### Task requirements
The entries follow. Print each one exactly.

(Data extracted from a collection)
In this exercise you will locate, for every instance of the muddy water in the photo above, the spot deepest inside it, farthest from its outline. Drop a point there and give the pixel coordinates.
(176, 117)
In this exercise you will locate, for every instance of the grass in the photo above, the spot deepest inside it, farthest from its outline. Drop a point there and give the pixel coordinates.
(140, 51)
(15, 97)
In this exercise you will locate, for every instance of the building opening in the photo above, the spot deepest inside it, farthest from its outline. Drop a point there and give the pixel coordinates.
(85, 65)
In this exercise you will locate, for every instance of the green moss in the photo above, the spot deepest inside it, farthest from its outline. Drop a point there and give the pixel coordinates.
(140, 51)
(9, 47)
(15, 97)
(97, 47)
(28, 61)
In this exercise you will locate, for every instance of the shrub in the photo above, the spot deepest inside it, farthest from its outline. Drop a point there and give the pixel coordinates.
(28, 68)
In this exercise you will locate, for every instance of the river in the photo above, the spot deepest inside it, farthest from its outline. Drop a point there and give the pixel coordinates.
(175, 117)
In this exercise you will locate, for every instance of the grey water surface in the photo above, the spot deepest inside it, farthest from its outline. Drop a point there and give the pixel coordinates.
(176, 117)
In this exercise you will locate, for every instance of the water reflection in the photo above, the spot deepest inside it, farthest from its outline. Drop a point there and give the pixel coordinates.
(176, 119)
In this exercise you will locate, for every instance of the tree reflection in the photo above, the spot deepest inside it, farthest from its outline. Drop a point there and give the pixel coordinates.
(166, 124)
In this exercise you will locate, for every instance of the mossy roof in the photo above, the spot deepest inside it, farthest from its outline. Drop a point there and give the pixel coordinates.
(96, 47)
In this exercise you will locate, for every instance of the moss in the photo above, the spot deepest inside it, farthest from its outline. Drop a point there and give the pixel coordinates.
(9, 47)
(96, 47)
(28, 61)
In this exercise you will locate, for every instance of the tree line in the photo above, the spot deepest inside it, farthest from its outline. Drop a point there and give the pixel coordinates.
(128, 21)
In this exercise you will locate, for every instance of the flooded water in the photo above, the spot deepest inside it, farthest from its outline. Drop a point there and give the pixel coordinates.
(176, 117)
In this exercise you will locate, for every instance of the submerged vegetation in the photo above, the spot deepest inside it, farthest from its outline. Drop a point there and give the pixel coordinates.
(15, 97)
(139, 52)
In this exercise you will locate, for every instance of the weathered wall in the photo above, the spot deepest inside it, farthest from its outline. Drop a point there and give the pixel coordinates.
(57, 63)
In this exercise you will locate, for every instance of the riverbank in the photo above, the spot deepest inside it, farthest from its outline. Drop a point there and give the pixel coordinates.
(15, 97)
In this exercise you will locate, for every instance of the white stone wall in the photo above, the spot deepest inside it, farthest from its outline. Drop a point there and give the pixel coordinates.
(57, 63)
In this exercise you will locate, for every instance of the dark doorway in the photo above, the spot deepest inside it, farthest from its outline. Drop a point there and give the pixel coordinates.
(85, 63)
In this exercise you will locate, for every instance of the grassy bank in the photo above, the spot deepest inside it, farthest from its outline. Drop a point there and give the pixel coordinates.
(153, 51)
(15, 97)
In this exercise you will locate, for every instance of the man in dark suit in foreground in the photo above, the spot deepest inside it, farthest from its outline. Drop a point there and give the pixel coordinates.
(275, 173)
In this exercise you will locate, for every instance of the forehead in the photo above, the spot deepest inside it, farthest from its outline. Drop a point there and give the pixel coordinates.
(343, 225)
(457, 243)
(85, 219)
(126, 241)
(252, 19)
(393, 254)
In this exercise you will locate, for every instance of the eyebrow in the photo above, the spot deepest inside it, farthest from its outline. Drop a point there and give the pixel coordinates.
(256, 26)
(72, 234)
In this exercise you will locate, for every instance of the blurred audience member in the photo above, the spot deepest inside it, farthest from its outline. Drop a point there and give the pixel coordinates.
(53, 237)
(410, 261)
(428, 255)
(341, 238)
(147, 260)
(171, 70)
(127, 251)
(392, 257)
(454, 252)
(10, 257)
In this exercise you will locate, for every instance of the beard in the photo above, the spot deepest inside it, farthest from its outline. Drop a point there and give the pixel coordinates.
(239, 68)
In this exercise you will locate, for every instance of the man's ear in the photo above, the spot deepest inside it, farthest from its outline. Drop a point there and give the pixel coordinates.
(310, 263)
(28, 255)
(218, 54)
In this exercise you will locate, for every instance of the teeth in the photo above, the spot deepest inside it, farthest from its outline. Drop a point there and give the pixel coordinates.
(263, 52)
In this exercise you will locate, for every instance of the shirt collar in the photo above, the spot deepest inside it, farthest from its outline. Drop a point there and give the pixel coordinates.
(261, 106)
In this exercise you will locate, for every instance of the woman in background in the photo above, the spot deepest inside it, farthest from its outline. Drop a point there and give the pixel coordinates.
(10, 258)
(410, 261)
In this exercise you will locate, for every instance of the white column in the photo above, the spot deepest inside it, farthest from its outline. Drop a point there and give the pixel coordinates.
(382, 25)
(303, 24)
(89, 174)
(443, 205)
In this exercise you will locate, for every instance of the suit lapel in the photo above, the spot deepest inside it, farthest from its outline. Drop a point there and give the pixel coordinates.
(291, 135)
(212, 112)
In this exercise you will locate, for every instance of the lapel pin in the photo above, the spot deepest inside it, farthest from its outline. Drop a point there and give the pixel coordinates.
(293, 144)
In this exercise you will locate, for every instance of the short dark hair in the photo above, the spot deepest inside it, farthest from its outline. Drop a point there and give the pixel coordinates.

### Final answer
In this exercise you will locate, for every instance of the muddy water in the photo above, the spot deepest inside it, farthest from its outline. Drop a point there and give the pixel coordinates.
(176, 117)
In this exercise you will locate, for every instance of the grass in the photo above, the spot deepest inside it, farthest from its outline. Drop a point there and give the pixel coordinates.
(140, 51)
(15, 97)
In this exercise you will locate, for every instance of the building opening in the photo above, the spot deepest inside it, farthest from its outline. Drop a point there and give the pixel coordinates.
(85, 65)
In this exercise you will locate, for every instance of the green moss in the photo above, the spot deepest inside it, farthest from its outline. Drop a point there and give the pixel coordinates.
(140, 51)
(9, 47)
(15, 97)
(97, 47)
(28, 61)
In this exercise you will locate, for every instance of the shrub in the photo above, the spot deepest inside it, farthest from its outline. Drop a point there and give the pixel coordinates.
(28, 68)
In this exercise you will locate, for every instance of the river in the photo above, the spot deepest inside it, farthest from its outline. Drop a point there and give the pixel coordinates.
(175, 117)
In this exercise you will locate, for every instance of the grey water surface in the photo above, the spot deepest inside it, farthest from its outline. Drop a point there and give the pixel coordinates.
(176, 117)
In this exercise you will locate, for every instance of the water reflection in the photo above, the spot deepest inside it, farthest from its outline. Drop a point there and give the pixel coordinates.
(176, 119)
In this exercise you will locate, for every instance of the tree reflection in the photo above, the spot deepest inside it, farthest from its outline. Drop a point there and give the pixel coordinates.
(166, 124)
In this exercise you will locate, for every instance of the mossy roof in the photo above, the spot deepest inside it, farthest from its outline. Drop a point there and give the pixel coordinates.
(96, 47)
In this exercise you will locate, for every instance of the moss in the photo above, the spot deepest inside it, farthest from its outline. Drop a point there and give the pixel coordinates.
(9, 47)
(96, 47)
(28, 61)
In this exercise you will locate, for every instance of the tree line in the photo above, the spot deepest inside it, farthest from its outline. Drop a point there and give the pixel coordinates.
(128, 21)
In this exercise you will locate, for every instance of the flooded water in the photo above, the spot deepest inside it, farthest from its outline. Drop a point there and give the pixel coordinates.
(176, 117)
In this exercise you will locate, for every instance of the submerged vegetation in the photo above, the spot deepest inside it, farthest from its outline. Drop a point there and give the pixel coordinates.
(15, 97)
(139, 52)
In this exercise you will locate, for every instance of the weathered wall in the photo above, the spot deepest inside it, farthest from its outline. Drop a point there and give the pixel coordinates.
(57, 63)
In this exercise you will locate, for every instance of the riverbank in the photo above, the spot deepest inside it, farthest from its outline. Drop a point there and give the pixel coordinates.
(15, 97)
In this exercise you will locate, for every instance of the white stone wall in the photo above, the spot deepest inside it, farthest from its outline. Drop a point there and give the pixel coordinates.
(57, 63)
In this exercise you will locate, for every instance of the dark doorway in the photo above, the spot deepest inside it, farthest from its outline. Drop a point there and give the pixel coordinates.
(85, 63)
In this exercise you will locate, for every instance of the grassy bank in the photo above, the spot deepest inside it, farthest from its outline. Drop a point there and give the pixel coordinates.
(153, 51)
(15, 97)
In this exercise you will locate, for every instance of the man in dark suit in foreground in the photo above, the spot deepest inside it, farthest from its outline. Drop a point there and give the pixel coordinates.
(275, 173)
In this exercise you will locate, for every instance of the forehead in the photo above, the spot deepest inside it, farthest from its outline. Drop a point there and give the pixel coordinates.
(343, 225)
(457, 243)
(85, 219)
(126, 241)
(252, 19)
(393, 254)
In this exercise you will locate, for every instance of the eyebrow in the photo above, the spot deepest inside it, farthest from its outline. Drop a point there and give the pixel coordinates.
(256, 26)
(72, 234)
In this exercise you will locate, for every instance of the blurred audience member in the photo above, the spot deepest inside it, farthest from its outline. Drop a point there and give the pixel coordinates.
(53, 237)
(410, 261)
(428, 255)
(341, 238)
(147, 260)
(171, 70)
(127, 251)
(392, 257)
(454, 252)
(10, 257)
In this exercise you will locate, for every instance of the beard in the photo above, the spot deepest inside it, farthest from its outline. Drop a point there and give the pixel coordinates.
(239, 68)
In this exercise you will locate, for every instance of the man's ear in the photo above, the spot deepest inside it, farthest from its outline. Drop a point there and give the pixel coordinates.
(310, 263)
(28, 255)
(218, 54)
In this exercise you will locate, for every instance of the teeth in the photo above, the spot deepest inside it, farthest from its outline. Drop a point there and give the pixel coordinates.
(263, 52)
In this exercise you will locate, for every instance of the shirt collar in the photo above, the spot deepest inside it, farthest from its outline. Drop a point there and give the pixel coordinates.
(261, 106)
In this exercise you will locate, for every instance of the woman in background in the photo above, the spot deepest inside it, farthest from its outline. Drop a point there and give the pixel coordinates.
(10, 258)
(410, 261)
In this exercise you will locate, for every instance of the white column in the photo above, the spot deepest inside it, farthest from its outline. Drop a point there and give the pixel coordinates.
(382, 25)
(303, 24)
(89, 174)
(443, 205)
In this exercise you will locate, for every instance of the suit lapel in the photo above, the spot deepest inside it, farthest from its outline. Drop a point there and give the pixel coordinates.
(291, 135)
(212, 112)
In this exercise you will locate, for every instance of the lapel pin in the photo above, the spot deepest inside it, farthest from its outline. Drop a point there and give the pixel coordinates.
(293, 144)
In this exercise you will locate, for every instance of the short dark hair in the photo above, the spot deepest inside it, farthest from its outline. Drop a point there and give the pixel coordinates.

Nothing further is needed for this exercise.